-- START Material shown --

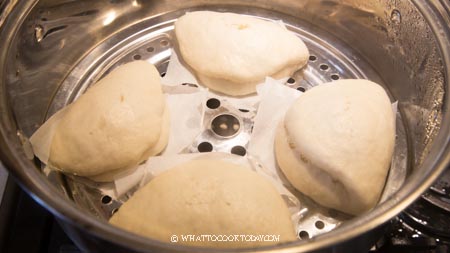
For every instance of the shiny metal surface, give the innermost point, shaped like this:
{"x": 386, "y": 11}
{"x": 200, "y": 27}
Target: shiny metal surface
{"x": 45, "y": 43}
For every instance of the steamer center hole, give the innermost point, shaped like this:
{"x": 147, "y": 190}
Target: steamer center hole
{"x": 225, "y": 125}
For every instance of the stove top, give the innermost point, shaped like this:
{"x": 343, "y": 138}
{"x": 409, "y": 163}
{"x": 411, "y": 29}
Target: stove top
{"x": 424, "y": 227}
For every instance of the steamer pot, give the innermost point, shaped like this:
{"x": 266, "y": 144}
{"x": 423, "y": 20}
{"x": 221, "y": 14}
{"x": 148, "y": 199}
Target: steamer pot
{"x": 50, "y": 50}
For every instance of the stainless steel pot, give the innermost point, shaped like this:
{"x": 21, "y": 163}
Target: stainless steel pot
{"x": 51, "y": 50}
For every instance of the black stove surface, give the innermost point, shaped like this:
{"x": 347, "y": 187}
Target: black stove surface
{"x": 25, "y": 226}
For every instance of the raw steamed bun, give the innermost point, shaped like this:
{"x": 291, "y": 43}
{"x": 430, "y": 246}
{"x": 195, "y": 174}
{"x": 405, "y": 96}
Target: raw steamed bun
{"x": 232, "y": 53}
{"x": 336, "y": 142}
{"x": 207, "y": 197}
{"x": 116, "y": 124}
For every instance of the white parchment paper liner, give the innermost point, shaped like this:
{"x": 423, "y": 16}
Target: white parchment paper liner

-- END Material shown --

*Exercise directions*: Reproduce verbatim the lines starting with the one that contains "For every instance of the white" and continuing through the last line, including both ends.

*Answer to the task*:
For every instance of the white parchment paper liner, give the innermost point, shaped like this:
{"x": 423, "y": 16}
Target: white parchment paper liner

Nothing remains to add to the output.